_GIVEN DATA:_
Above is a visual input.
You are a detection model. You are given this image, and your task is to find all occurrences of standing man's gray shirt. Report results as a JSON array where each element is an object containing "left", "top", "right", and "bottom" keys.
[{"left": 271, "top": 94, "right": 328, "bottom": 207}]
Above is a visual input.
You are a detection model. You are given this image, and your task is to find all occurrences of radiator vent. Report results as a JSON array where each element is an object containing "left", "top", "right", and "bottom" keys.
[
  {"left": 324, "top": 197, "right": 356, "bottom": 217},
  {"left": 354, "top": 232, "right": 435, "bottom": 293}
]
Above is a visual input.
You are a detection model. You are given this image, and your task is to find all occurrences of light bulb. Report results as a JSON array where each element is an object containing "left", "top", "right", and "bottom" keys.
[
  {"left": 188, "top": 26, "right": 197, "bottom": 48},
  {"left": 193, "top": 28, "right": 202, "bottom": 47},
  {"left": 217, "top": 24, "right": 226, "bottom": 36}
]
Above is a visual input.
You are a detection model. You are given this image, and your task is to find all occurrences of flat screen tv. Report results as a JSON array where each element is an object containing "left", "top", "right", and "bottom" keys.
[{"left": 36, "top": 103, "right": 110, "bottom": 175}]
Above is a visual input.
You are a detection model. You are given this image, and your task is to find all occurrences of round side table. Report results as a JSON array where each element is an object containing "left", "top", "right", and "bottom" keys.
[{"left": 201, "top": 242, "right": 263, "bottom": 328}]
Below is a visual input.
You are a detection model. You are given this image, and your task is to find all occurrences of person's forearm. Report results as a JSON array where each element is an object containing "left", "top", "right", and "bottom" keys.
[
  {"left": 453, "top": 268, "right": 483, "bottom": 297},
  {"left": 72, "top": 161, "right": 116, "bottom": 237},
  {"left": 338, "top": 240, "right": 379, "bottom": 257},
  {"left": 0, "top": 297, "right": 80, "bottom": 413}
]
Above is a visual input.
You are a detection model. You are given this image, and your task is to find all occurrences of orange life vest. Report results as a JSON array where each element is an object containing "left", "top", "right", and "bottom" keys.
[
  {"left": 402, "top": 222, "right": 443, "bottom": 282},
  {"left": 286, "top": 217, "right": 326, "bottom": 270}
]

_DESCRIPTION OF THE TASK:_ Would you restate each of the entries word for word?

_ANSWER TO THIS TASK:_
Above is a visual input.
You are a detection model. You are given this image, and your task is to find all occurrences of standing man's gray shirt. Report results as a JSON array where each element is an object containing "left", "top", "right", and "bottom" keys.
[{"left": 271, "top": 94, "right": 328, "bottom": 207}]
Above is a visual input.
You are a detection model. You are given this image, and your task is to find all occurrences of radiator vent. Report results as a JSON array where each element is an object containing "left", "top", "right", and "bottom" keys.
[
  {"left": 324, "top": 197, "right": 356, "bottom": 217},
  {"left": 354, "top": 232, "right": 435, "bottom": 293}
]
Above is a visual input.
You are a detection model. You are given this image, and your task is to find all occurrences of light bulb. Report results as a JSON array where each element is an object containing "left", "top", "right", and "bottom" keys.
[
  {"left": 188, "top": 26, "right": 197, "bottom": 48},
  {"left": 193, "top": 28, "right": 202, "bottom": 47},
  {"left": 217, "top": 24, "right": 226, "bottom": 36}
]
Above is a visual input.
You are a detection model. You are given this image, and your task is to find all occurrences of flat screen tv. Report results as a JSON array where each element is an object containing "left", "top", "right", and "bottom" keys.
[{"left": 36, "top": 103, "right": 110, "bottom": 175}]
Above is a visual input.
You are a detection model. You are given this image, and your task is to find all occurrences of round side table. Report results as a JSON array where each element is an object containing "left", "top", "right", and "bottom" keys.
[{"left": 201, "top": 242, "right": 263, "bottom": 328}]
Below is a visual input.
You are a detection model. You are given this image, and your task is to find all occurrences of person's forearm. Report results as a JSON array where each element is an object containing "left", "top", "right", and "bottom" keys.
[
  {"left": 453, "top": 268, "right": 483, "bottom": 297},
  {"left": 72, "top": 161, "right": 116, "bottom": 237},
  {"left": 338, "top": 240, "right": 379, "bottom": 257},
  {"left": 0, "top": 297, "right": 80, "bottom": 413}
]
Above is a visual input.
You are a detection model. You are given this image, and your task is to find all occurrences of orange life vest. Report results as a JSON array where each element is an object containing "left", "top", "right", and "bottom" keys.
[
  {"left": 402, "top": 222, "right": 443, "bottom": 282},
  {"left": 286, "top": 217, "right": 326, "bottom": 270}
]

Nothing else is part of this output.